__REQUIREMENT A__
Render the records below as a Markdown table with the columns Row and Line, starting at the line with "As a courtesy, could you identify the sidewalk" and ending with the line with "[123,12,183,60]", both included. Put a row number in the Row column and the line itself in the Line column, and leave out blank lines.

#### DOCUMENT EXTRACT ####

This is a systematic description of all aspects of the reference. For a formal syntactic description, see the schema.

Location

  • GPS Coordinates -- We included the location of each node based on WGS84 standard definition of longitude and lattitude.
  • Country -- Different countries may have different laws about permissible activities on nodes. In addition, we can use the standard two-letter ISO 3166 code to distinguish them consistently.
  • City, State, Address -- We'll continue to store these in our database, but only country will go into the RSpec for now. The main rationale iss that we want the stuff in the RSpec to be 'machine readable' and this stuff is generally not - useful for humans, but hard to standardize for proper matching (eg. Salt Lake City/SLC, New York City/Manhattan, Calcutta/Kolkata, Mumbai/Bombay, etc.)

Administrative

  • Contact information (name, email, telephone, shipping address) -- Each node in an RSPec contains the URN for its component manager. Therefore administrative information can be made as a separate RPC call to the component manager rather than embedding it into the RSpec.

Internetwork

  • Type of connection -- There will be a 'dummy' node that represents "the Internet", and there will be a link from the homenet, etc. node to it. This will have type, bandwidth, etc.
  • Bandwidth limits imposed, if any -- Not yet included
  • NAT and firewalls -- These will be represented as explicit middleboxes, exact details TBD. The node itself will have a link (type 'Ethernet', usually) to the nat/firewall, and that box will have a link to "the Internet" - this lets us also give the private and public IP addresses, and lets us represent multiple nodes behind the same NAT. The middleboxes will have some 'gateway' type, which will specify, in addition to the regular node stuff, which side is "inside", what functions that box can perform (NAT, firewalling, emergency cutoff, etc.) We're still a little fuzzy on how this will turn into XML, but have a general sense of it.

####

__REQUIREMENT B__
Continue the RSpec reference description above, picking up after its final sentence.

#### DATA SUPPLIED ####

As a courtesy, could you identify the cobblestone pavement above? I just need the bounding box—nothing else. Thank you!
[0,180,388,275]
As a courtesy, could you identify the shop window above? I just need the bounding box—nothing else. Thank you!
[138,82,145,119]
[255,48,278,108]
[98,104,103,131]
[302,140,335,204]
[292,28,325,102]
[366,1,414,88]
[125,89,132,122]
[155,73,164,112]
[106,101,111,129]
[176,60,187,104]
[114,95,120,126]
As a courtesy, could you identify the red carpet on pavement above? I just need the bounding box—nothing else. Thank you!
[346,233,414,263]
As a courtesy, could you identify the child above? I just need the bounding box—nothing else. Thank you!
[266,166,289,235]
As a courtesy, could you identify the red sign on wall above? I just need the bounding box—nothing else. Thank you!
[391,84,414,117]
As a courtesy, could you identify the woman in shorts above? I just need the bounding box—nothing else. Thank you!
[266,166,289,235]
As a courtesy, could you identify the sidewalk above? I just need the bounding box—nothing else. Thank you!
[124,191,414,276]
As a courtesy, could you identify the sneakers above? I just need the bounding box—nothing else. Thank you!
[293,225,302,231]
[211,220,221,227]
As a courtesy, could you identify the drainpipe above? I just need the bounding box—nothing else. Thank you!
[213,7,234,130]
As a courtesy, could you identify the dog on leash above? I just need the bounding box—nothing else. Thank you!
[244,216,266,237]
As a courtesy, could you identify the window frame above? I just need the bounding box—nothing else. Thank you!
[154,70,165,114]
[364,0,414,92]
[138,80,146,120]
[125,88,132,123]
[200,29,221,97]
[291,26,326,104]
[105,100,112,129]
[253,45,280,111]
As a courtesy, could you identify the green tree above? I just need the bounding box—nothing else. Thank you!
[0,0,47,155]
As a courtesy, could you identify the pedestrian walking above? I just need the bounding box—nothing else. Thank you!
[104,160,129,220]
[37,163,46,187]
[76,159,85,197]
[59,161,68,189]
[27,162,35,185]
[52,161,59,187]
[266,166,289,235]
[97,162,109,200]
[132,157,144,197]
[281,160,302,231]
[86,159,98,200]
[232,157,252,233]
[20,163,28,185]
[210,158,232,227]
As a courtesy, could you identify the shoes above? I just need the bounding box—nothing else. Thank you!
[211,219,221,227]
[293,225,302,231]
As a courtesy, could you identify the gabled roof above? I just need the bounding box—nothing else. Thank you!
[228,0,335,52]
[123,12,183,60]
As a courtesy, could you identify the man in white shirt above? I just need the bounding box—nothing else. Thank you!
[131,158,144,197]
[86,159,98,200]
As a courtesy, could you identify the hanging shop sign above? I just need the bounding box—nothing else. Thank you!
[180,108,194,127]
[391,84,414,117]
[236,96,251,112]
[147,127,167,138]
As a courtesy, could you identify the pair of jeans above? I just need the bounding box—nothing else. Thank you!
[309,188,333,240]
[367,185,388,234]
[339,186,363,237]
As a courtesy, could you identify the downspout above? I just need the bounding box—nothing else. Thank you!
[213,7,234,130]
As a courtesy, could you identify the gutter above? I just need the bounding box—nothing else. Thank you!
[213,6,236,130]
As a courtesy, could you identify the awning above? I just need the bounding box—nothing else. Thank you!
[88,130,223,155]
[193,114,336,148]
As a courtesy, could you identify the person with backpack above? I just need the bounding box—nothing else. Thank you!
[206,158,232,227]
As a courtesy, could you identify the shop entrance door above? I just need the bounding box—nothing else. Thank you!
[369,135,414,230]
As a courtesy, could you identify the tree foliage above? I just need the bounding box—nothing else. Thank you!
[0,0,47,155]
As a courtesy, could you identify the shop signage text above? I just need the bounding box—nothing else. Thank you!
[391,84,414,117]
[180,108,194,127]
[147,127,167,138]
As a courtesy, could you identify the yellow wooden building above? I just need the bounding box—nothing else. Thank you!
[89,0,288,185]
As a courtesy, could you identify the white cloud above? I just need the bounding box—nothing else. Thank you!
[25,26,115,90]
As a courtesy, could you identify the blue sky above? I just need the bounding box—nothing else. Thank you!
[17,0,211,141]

####

__WRITTEN RESPONSE A__
| Row | Line |
|---|---|
| 1 | As a courtesy, could you identify the sidewalk above? I just need the bounding box—nothing else. Thank you! |
| 2 | [124,191,414,276] |
| 3 | As a courtesy, could you identify the sneakers above? I just need the bounding box—nothing else. Thank you! |
| 4 | [293,225,302,231] |
| 5 | [211,220,221,227] |
| 6 | As a courtesy, could you identify the drainpipe above? I just need the bounding box—nothing else. Thank you! |
| 7 | [213,7,234,130] |
| 8 | As a courtesy, could you identify the dog on leash above? I just need the bounding box—nothing else. Thank you! |
| 9 | [244,216,266,237] |
| 10 | As a courtesy, could you identify the window frame above? I just need the bounding box—nothing else. Thank you! |
| 11 | [154,70,165,114] |
| 12 | [364,0,414,92] |
| 13 | [138,80,146,120] |
| 14 | [125,88,132,123] |
| 15 | [200,29,221,97] |
| 16 | [291,26,326,104] |
| 17 | [105,100,112,129] |
| 18 | [253,45,280,111] |
| 19 | As a courtesy, could you identify the green tree above? I just need the bounding box—nothing else. Thank you! |
| 20 | [0,0,47,155] |
| 21 | As a courtesy, could you identify the pedestrian walking above? I just need the bounding box—nothing else. Thank you! |
| 22 | [104,160,129,220] |
| 23 | [37,163,46,187] |
| 24 | [76,159,85,197] |
| 25 | [59,161,68,189] |
| 26 | [27,162,35,185] |
| 27 | [52,161,59,187] |
| 28 | [266,166,289,235] |
| 29 | [97,162,109,200] |
| 30 | [132,157,144,197] |
| 31 | [281,160,302,231] |
| 32 | [86,159,98,200] |
| 33 | [232,157,252,233] |
| 34 | [20,163,28,185] |
| 35 | [210,158,232,227] |
| 36 | As a courtesy, could you identify the shoes above? I just need the bounding box—nothing else. Thank you! |
| 37 | [211,219,221,227] |
| 38 | [293,225,302,231] |
| 39 | As a courtesy, could you identify the gabled roof above? I just need the bounding box—nothing else. Thank you! |
| 40 | [228,0,335,52] |
| 41 | [123,12,183,60] |

__WRITTEN RESPONSE B__
  • Reachability: Internet, I2, {other} -- Will handle this with multiple 'dummy nodes' as mentioned above for "commodity Internet"

HomeNet

  • Wireless Monitoring Devices (USRPs acting as spectrum analyzers) -- We added a <monitoring> tag to interfaces that could be used to tag stuff like this - probably just a simple string indicating that you can monitor it with a USRP.
  • 3 wireless devices that the users can configure in various ways -- Interfaces are explicit. So each interface can have independent configuration options.
  • Ability to get user traffic -- We added a 'user_traffic' attribute in the <monitoring> section indicating you are allowed to monitor end-user traffic on a particular interface.
  • A TV tuner / digitizer card -- Might handle this using an extension that just plops in assign's features/desires system.
  • RON nodes have BGP feeds from their local hosts in some cases -- Not sure how to handle this one, will have to talk to Dave Anderson and possibly Nick more about it.